Copy out in full every line below that contains the word "small". Only matches with the same capitalization count.

-- Start of DATASET RECORDS --

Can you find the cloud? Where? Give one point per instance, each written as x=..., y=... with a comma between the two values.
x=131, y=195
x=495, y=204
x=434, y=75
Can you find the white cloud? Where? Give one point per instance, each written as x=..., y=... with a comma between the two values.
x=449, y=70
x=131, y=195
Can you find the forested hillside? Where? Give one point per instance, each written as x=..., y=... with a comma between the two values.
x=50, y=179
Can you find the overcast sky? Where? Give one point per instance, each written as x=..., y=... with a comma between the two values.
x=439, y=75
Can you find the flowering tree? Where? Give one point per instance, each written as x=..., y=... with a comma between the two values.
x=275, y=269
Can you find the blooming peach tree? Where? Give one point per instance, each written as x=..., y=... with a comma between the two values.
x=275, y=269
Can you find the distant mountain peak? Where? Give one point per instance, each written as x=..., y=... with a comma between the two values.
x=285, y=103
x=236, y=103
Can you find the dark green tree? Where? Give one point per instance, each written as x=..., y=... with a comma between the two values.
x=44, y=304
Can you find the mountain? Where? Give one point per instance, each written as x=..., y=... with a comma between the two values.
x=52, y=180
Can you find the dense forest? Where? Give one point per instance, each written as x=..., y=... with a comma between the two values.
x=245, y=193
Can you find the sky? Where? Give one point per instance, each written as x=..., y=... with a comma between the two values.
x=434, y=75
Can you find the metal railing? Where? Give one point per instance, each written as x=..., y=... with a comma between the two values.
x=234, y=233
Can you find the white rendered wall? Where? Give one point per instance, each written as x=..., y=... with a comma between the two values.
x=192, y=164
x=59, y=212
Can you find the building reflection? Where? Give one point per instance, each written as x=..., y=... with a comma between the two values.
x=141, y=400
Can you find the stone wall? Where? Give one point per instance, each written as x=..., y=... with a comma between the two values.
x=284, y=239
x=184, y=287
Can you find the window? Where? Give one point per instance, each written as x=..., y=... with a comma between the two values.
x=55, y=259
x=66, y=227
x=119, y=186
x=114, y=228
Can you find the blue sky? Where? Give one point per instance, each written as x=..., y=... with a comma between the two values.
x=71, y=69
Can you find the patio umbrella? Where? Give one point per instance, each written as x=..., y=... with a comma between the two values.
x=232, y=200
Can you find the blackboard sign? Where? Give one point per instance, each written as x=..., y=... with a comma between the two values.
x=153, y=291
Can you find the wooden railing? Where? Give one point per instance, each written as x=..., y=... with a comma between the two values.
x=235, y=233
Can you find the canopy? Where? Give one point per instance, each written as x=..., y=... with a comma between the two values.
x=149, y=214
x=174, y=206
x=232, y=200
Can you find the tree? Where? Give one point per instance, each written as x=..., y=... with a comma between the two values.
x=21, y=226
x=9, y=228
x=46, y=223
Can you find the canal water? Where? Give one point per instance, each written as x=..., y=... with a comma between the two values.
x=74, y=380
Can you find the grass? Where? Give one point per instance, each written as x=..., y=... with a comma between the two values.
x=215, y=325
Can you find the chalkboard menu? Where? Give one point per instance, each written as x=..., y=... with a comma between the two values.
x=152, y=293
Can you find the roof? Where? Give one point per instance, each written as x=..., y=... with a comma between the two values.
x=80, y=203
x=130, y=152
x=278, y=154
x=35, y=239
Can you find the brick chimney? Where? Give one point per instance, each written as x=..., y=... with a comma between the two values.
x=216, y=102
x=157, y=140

-- End of DATASET RECORDS --
-- Start of DATASET RECORDS --

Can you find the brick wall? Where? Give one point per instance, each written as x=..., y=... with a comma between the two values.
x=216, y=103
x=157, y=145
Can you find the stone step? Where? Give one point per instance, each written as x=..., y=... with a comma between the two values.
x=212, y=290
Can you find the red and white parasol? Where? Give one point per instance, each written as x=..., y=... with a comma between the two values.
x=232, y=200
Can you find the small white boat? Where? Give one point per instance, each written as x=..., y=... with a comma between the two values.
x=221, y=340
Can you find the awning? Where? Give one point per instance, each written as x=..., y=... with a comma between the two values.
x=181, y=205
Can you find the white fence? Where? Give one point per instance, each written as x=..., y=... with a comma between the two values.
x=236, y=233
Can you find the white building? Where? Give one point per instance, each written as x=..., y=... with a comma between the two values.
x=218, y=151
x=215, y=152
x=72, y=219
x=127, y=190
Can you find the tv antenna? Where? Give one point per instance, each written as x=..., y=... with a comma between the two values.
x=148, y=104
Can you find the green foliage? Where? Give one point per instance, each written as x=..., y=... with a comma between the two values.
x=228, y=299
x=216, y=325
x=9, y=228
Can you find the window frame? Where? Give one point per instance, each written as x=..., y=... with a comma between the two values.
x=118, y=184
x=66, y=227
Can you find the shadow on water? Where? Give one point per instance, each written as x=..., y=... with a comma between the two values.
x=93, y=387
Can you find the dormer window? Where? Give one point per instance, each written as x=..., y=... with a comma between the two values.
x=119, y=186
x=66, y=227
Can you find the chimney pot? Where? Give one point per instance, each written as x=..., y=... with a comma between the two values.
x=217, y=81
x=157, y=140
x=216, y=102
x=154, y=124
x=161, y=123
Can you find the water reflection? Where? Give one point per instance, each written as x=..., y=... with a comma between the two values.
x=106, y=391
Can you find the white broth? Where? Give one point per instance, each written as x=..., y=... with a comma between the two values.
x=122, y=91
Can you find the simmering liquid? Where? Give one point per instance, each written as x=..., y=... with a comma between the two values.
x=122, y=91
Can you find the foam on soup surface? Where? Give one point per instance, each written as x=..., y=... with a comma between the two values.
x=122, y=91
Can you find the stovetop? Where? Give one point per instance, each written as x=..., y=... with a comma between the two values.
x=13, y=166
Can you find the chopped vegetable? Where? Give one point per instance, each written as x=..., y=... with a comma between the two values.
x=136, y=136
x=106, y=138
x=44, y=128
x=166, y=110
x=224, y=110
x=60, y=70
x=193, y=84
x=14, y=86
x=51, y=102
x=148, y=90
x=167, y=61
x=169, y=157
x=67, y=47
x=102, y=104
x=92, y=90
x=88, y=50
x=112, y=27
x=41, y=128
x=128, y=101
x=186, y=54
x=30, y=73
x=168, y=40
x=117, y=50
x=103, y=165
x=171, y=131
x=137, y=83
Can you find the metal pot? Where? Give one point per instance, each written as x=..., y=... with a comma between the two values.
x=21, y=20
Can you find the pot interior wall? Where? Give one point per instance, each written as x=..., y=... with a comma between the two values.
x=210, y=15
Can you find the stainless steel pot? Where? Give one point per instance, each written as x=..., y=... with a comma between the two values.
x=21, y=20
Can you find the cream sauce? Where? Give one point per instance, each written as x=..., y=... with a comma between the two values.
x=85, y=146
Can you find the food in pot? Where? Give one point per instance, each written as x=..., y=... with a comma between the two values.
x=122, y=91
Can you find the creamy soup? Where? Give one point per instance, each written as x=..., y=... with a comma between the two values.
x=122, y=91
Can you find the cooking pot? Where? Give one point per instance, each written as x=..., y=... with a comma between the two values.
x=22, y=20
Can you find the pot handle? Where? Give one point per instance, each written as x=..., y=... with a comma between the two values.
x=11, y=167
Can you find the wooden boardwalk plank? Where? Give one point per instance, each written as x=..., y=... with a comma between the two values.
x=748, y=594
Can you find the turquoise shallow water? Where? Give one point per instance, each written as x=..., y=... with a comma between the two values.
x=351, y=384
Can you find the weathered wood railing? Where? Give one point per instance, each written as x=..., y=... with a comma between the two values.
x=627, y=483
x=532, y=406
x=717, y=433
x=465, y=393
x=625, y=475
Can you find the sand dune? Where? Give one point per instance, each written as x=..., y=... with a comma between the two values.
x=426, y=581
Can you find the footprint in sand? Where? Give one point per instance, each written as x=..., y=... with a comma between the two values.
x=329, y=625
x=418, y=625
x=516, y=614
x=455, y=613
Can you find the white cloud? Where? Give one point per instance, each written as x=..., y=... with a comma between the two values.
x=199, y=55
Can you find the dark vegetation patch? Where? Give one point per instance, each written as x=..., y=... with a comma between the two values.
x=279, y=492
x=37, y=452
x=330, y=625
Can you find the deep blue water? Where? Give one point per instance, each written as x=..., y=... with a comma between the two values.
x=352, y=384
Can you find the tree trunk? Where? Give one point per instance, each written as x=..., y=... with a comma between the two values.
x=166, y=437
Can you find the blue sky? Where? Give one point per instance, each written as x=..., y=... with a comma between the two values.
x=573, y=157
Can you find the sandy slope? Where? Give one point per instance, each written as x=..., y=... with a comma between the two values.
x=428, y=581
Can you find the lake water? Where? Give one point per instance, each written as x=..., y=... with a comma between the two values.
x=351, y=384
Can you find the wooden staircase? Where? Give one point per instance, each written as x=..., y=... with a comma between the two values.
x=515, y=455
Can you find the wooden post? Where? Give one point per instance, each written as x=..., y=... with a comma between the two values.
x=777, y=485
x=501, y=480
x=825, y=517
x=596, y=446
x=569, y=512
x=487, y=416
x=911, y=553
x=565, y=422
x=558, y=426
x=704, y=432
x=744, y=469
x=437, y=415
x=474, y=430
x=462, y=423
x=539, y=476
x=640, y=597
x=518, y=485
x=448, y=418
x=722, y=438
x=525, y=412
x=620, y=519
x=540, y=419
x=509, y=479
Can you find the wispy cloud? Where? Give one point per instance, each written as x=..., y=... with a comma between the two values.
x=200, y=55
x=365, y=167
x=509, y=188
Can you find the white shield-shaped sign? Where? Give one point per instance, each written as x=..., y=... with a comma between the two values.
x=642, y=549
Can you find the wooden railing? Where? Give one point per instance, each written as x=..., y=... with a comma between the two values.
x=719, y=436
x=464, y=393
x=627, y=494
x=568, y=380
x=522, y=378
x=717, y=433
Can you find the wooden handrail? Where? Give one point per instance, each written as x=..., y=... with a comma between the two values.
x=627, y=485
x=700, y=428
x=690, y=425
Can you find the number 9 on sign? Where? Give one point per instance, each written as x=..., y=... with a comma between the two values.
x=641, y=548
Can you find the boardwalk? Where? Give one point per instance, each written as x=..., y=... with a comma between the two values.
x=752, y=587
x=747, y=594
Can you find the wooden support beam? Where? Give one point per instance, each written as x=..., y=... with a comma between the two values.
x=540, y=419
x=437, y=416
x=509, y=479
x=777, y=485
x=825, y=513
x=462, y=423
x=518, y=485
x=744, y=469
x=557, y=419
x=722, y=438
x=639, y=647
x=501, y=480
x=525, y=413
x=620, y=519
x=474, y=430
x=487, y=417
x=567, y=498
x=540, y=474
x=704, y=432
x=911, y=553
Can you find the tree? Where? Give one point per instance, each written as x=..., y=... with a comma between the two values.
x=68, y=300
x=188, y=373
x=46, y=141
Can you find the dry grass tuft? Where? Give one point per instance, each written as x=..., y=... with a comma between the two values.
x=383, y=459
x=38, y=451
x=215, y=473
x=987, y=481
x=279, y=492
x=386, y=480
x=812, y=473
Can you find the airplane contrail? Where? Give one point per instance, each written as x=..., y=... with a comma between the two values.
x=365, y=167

-- End of DATASET RECORDS --
-- Start of DATASET RECORDS --

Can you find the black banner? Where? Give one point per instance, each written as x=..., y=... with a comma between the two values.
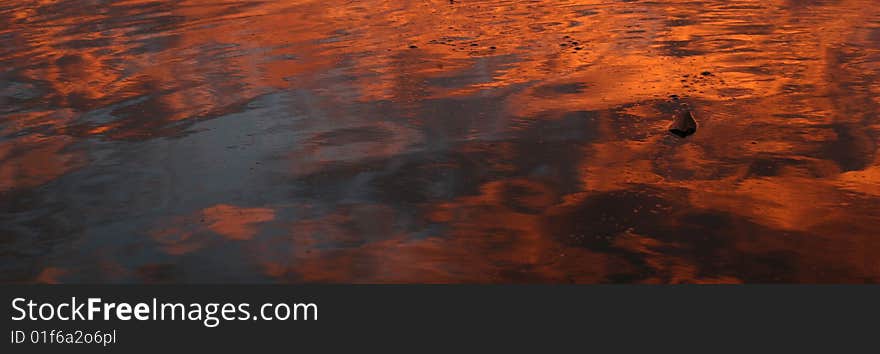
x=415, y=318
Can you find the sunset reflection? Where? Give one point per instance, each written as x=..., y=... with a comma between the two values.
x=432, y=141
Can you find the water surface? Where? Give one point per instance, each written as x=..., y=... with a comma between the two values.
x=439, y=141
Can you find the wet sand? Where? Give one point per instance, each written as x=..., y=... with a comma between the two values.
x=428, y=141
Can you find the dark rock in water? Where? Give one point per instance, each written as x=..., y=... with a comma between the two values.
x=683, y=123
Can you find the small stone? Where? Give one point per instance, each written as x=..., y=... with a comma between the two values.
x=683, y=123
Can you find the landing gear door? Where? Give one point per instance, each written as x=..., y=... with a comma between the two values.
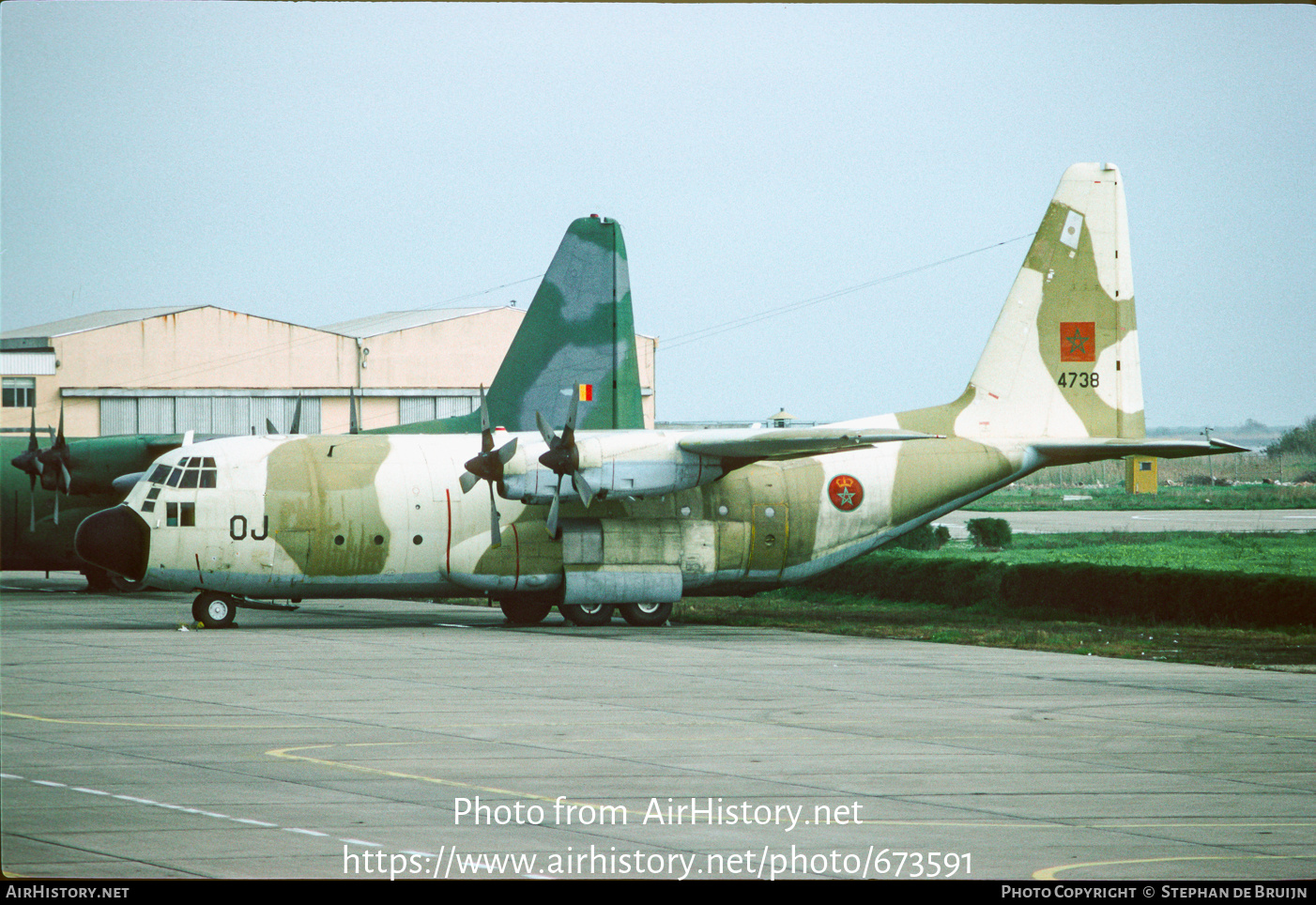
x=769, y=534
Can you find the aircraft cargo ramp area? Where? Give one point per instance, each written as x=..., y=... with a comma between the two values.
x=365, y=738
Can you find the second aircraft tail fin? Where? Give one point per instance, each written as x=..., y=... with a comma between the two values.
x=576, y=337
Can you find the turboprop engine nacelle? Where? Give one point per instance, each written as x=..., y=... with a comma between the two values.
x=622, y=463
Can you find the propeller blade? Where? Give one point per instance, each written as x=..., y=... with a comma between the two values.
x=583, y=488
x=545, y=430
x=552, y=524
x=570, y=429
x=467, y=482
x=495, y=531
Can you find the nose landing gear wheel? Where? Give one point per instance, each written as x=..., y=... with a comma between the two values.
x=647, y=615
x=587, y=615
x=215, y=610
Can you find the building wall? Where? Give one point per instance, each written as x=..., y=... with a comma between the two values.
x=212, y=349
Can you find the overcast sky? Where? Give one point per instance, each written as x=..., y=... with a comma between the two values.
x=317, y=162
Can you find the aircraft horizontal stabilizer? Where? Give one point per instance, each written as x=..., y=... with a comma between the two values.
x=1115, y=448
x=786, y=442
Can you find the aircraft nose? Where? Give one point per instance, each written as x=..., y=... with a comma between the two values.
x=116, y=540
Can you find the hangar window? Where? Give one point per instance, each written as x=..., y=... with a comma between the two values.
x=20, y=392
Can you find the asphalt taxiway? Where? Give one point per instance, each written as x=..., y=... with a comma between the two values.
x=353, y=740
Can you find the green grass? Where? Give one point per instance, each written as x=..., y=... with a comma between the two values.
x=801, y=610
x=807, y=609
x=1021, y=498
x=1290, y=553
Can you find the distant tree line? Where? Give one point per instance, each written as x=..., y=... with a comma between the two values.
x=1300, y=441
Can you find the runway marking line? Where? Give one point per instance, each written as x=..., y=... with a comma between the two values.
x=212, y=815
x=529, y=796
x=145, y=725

-- End of DATASET RECORDS --

FULL RESPONSE
Can you find the small white boat? Where? Give one point per instance, each written as x=..., y=... with a comma between the two values.
Can you find the small stone? Where? Give one point per instance, each written as x=..., y=... with a comma between the two values.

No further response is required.